== Text excerpt ==
-*-

# Feeding after hunting



## 1036Jones (10 November 2009)

What should I feed after hunting?
After a days hunting I feed my 16 hand warm blood mare her regular feed (economy mix, beet, hi fi, handful oats, handful barley, garlic and oil)  I add to this a scoop of warm bran mash.  I think it helps to satisfy   [color:black]  [/color]  the empty stomach after a long day with out food and it makes a lovely feed.  What does every one else do?


----------



## Cliqmo (11 November 2009)

Feed as normal when hunting, just much earlier!! (4am when cubbing :shocked: ) and progressively later as the meet time gets later until back on 7am and 6pm normal routine :grin:


----------



## posie_honey (11 November 2009)

i feed as normal.... once she gets back and is in her stable and is relaxed enough... then i turn her out afterwards (she lives out 24/7)
i do allow her hay before and after though in the trailer - cos without it she'll bang and bash about out of protest - with it she travels quiet as a lamb!


----------



## Christmas Crumpet (11 November 2009)

I feed as normal in the morning.

-*-

[Recorded data]
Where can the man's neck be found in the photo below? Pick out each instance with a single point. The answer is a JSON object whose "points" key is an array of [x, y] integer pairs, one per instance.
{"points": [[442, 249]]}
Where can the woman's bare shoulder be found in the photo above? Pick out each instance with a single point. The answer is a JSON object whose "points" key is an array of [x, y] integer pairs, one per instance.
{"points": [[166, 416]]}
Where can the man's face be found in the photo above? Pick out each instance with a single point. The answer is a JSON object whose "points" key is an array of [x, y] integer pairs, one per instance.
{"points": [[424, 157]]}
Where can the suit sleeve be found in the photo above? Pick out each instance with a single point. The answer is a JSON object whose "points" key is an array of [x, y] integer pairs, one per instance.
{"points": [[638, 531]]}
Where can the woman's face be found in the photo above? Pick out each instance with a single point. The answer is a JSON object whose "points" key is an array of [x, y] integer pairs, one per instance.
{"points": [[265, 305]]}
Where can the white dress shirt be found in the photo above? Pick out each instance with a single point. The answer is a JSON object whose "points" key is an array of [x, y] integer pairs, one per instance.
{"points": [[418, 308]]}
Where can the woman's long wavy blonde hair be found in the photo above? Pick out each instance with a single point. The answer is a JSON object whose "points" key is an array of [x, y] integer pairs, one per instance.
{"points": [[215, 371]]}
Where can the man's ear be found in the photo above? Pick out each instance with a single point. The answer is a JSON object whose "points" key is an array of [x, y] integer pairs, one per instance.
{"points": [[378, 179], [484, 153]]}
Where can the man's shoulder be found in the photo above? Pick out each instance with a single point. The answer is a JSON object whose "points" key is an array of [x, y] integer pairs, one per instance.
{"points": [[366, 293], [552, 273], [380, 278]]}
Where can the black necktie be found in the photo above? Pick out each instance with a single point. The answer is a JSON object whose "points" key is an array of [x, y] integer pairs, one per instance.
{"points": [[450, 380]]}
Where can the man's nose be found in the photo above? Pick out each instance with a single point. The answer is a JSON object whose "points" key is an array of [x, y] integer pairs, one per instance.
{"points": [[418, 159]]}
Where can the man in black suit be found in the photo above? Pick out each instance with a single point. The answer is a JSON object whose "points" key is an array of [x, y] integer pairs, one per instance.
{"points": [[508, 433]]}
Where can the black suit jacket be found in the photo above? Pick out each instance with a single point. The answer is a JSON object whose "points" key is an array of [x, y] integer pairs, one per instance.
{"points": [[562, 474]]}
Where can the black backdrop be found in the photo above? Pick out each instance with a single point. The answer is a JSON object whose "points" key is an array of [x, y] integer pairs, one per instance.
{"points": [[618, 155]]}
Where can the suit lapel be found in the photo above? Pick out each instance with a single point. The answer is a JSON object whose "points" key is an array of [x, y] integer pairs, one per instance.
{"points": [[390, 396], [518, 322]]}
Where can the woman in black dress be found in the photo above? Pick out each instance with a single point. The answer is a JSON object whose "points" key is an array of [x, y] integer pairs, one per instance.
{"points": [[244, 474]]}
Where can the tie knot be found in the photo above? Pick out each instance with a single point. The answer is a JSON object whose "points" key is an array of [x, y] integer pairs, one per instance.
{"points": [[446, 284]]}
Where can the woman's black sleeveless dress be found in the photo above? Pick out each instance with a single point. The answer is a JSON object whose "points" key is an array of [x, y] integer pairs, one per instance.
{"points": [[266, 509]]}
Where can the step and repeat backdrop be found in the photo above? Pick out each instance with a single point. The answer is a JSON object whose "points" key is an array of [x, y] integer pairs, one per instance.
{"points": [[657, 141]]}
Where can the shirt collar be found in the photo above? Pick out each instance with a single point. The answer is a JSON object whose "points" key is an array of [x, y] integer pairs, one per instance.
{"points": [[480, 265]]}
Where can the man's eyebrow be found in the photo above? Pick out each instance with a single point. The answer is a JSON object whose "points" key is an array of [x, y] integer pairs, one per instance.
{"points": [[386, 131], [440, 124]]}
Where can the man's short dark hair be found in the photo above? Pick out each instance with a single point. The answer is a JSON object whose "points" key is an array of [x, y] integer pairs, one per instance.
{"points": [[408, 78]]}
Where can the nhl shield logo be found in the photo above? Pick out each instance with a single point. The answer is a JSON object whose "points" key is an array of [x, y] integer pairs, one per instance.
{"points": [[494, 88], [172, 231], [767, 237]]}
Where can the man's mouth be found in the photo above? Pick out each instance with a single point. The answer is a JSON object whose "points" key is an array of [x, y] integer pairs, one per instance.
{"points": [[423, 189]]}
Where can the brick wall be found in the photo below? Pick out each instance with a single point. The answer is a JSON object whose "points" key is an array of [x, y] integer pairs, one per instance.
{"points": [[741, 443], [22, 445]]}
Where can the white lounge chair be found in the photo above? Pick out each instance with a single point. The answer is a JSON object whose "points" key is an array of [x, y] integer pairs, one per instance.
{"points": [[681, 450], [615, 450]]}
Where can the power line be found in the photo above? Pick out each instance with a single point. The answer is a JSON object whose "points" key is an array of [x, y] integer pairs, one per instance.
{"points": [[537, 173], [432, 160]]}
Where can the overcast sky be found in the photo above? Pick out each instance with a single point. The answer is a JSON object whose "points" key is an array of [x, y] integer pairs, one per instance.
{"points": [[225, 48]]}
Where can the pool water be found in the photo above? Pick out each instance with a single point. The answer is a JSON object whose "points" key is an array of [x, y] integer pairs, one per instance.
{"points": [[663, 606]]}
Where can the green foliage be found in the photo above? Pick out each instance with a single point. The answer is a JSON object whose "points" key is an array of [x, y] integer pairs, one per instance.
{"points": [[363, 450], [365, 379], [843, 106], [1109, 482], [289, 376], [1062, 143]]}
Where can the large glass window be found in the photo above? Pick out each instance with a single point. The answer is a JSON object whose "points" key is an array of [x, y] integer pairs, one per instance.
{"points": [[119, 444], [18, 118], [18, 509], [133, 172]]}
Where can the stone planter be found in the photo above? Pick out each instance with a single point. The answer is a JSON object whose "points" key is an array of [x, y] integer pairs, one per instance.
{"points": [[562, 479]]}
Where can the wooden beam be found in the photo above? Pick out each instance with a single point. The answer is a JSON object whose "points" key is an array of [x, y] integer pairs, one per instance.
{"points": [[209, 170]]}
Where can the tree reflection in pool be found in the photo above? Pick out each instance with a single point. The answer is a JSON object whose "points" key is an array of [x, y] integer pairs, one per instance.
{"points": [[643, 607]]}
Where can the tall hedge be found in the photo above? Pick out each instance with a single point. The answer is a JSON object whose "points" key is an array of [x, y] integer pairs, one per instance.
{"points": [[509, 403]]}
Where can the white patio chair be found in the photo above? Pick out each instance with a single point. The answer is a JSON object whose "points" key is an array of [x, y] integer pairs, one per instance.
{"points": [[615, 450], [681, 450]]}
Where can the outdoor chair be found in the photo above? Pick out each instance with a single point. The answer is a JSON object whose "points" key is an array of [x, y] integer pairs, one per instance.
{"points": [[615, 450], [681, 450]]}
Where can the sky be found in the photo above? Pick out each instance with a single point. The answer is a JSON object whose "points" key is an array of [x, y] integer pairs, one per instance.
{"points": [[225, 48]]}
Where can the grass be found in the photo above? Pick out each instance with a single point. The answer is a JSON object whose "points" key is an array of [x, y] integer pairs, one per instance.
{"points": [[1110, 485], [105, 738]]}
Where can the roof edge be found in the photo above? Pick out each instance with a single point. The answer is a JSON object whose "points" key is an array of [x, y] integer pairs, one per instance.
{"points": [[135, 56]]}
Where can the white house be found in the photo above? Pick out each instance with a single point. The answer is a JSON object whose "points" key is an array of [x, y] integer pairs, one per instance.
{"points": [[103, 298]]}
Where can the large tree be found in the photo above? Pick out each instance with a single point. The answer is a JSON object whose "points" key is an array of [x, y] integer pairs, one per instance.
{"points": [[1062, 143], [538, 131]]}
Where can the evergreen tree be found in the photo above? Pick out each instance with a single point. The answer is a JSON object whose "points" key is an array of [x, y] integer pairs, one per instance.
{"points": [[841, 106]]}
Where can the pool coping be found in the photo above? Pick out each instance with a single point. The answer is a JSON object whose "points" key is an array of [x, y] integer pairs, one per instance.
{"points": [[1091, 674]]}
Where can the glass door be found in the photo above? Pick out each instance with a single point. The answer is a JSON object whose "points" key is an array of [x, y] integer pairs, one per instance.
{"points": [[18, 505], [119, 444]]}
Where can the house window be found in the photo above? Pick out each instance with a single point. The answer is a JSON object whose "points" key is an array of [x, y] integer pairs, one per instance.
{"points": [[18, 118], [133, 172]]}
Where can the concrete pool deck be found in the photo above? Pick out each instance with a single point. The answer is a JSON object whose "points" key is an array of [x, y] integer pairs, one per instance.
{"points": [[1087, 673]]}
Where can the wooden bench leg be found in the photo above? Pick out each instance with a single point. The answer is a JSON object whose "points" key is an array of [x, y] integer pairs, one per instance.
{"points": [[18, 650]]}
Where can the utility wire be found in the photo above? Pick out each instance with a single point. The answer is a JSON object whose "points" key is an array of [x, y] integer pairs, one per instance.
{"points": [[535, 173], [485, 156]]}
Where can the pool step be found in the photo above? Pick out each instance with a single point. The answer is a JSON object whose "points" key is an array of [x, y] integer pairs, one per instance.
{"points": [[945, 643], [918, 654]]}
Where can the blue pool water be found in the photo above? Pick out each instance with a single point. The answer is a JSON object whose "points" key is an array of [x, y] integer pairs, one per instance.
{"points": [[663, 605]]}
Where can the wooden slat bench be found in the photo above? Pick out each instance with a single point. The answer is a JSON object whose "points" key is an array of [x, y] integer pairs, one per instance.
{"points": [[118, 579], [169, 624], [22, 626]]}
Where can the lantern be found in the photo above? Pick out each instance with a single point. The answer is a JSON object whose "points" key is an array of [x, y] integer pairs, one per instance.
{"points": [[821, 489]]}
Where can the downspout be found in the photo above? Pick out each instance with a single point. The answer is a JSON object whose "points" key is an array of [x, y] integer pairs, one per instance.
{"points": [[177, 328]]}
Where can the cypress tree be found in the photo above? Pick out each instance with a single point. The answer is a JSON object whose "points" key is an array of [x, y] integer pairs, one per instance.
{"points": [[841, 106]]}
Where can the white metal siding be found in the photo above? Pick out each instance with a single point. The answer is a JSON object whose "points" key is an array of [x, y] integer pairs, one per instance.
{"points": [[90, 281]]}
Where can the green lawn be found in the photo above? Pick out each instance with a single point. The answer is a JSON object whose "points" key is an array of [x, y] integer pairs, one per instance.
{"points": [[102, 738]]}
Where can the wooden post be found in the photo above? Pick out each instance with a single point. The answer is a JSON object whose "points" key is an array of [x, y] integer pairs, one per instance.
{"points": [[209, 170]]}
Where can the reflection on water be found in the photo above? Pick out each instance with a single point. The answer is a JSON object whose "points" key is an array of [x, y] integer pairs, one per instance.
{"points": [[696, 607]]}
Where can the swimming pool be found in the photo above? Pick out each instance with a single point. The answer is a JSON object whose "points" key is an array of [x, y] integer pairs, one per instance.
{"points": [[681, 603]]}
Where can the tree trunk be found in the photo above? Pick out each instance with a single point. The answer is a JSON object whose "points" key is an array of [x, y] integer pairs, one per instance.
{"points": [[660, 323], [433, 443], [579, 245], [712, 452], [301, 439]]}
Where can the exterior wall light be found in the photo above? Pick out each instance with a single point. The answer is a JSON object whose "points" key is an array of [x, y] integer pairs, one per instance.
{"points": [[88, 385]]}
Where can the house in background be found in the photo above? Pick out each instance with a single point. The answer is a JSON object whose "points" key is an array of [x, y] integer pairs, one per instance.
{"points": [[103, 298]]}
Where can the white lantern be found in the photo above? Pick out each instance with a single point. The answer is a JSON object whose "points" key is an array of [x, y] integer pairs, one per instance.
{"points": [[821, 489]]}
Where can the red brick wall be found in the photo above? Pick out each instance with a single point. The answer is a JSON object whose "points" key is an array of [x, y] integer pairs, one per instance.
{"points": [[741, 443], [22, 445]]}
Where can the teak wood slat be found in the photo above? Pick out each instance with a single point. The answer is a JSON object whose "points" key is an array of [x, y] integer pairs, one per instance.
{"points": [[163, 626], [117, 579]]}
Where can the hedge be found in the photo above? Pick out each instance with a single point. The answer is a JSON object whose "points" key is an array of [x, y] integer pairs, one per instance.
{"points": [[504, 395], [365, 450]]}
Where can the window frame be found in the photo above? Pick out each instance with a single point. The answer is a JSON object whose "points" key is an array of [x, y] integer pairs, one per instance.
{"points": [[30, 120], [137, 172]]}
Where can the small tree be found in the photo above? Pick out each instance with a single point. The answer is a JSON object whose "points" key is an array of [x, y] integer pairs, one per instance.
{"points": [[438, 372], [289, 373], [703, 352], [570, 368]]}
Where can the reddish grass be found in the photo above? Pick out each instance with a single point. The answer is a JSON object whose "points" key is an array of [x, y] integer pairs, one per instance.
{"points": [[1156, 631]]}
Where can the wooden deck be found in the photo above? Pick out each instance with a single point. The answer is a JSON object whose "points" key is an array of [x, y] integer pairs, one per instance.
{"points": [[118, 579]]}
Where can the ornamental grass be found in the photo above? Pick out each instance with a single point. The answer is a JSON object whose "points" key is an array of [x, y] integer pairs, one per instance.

-*-

== Task 1 ==
In the forum thread on feeding after hunting, why does posie_honey give her mare hay in the trailer before and after hunting?
== Task 2 ==
Carry on the forum thread on feeding after hunting, starting right after its last sentence.
The records were taken from a separate source and have no connection to the text.

== Written response 1 ==
Without hay, the mare bangs and bashes about in the trailer in protest. With hay, she travels as quietly as a lamb.

== Written response 2 ==
Depending on whether we are out all day or not he will either get a small feed when we get home from hunting and another small feed at supper time or a couple of hours later if we have only had a half day or if out all day gets his normal tea when in his stable clean, rugged and bandaged up.


----------



## Irishcobs (11 November 2009)

Normal feed and haylage (ab lib) when they are relaxed, dry and completely back to normal. 

They have normal feed in the morning and haylage.


----------



## star (11 November 2009)

small feed in the morning - fibre only (normal breakfast would include cereals)

normal feed in evening - plenty of sugar beet inc.


----------



## JenHunt (12 November 2009)

Please please please don't use bran mash!!! 
1) modern bran is so highly processed that there is no goodness in it for the horse.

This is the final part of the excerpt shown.